New for the 2012–2013 school year, The New Century School provides a gymnasium for physical education! In keeping with TNCS’s progressive, forward-thinking style, though, this gym is no ordinary gym. The Lingo Leap (TLL), as it is now known officially, integrates physical exercise with cognitive development—moving and learning!
TLL’s philosophy is that brains work more efficiently when the body is also engaged, and there’s plenty of hard science to back up this notion. In fact, neuroimaging shows that during movement, more brain areas are lit up, meaning that more of the brain is active and in use. Why not take advantage of this “powered-up” state and give the brain something to do with its extra energy? Let’s face it—one of the most challenging tasks we can give our hungry brains is learning a new language.
So, TLL focuses on multiple language acquisition; currently, yoga, dance, and other movement classes are being offered for ages 2 and up (including for interested parents) in your choice of English, French, or Spanish with plans to add classes in Mandarin and Arabic soon. TNCS students, by the way, get regular phys ed at the gym in Spanish. TLL Director Amy Pothong says that “when [students] are totally immersed, they speak like natives.” Although this idea might sound revolutionary, it’s actually “getting back to the basics.” “As we get older,” says Pothong, we must get more socially standardized, which can hinder our natural ability to learn through movement.” Babies, she points out, largely communicate through gestures, which are a very basic form of movement and hearken back to the earliest human communication by our ancient ancestors.

Collection entries
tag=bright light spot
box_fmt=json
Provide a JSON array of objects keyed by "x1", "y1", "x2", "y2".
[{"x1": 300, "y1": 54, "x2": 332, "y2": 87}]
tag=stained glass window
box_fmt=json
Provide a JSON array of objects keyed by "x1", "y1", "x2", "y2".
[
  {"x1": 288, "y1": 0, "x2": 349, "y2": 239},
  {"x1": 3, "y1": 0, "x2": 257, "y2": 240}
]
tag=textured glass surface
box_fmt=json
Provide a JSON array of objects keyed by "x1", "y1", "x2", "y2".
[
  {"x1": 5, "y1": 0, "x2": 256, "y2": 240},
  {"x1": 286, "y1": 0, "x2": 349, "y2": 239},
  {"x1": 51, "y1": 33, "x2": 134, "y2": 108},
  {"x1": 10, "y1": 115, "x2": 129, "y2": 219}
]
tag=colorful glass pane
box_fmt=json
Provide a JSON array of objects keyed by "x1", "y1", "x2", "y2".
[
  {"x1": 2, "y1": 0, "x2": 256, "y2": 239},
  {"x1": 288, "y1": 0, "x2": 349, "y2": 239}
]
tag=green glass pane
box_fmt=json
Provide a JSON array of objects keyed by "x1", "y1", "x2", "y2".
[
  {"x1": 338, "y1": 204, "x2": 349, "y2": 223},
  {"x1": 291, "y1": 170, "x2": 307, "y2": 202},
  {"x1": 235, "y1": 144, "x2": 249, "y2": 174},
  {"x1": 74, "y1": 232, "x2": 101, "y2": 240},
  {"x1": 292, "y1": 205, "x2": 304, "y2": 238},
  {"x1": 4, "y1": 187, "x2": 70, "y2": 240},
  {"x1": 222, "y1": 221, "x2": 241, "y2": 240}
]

■ WORK TO COMPLETE ■
**a.** According to the Lingo Leap article, in what language do TNCS students get regular phys ed at the gym?
**b.** Retype the Lingo Leap article from the words "New for the" to the words "a new language.".

■ SOLUTIONS FOR EACH TASK ■
**a.** Spanish

**b.**
New for the 2012–2013 school year, The New Century School provides a gymnasium for physical education! In keeping with TNCS’s progressive, forward-thinking style, though, this gym is no ordinary gym. The Lingo Leap (TLL), as it is now known officially, integrates physical exercise with cognitive development—moving and learning!
TLL’s philosophy is that brains work more efficiently when the body is also engaged, and there’s plenty of hard science to back up this notion. In fact, neuroimaging shows that during movement, more brain areas are lit up, meaning that more of the brain is active and in use. Why not take advantage of this “powered-up” state and give the brain something to do with its extra energy? Let’s face it—one of the most challenging tasks we can give our hungry brains is learning a new language.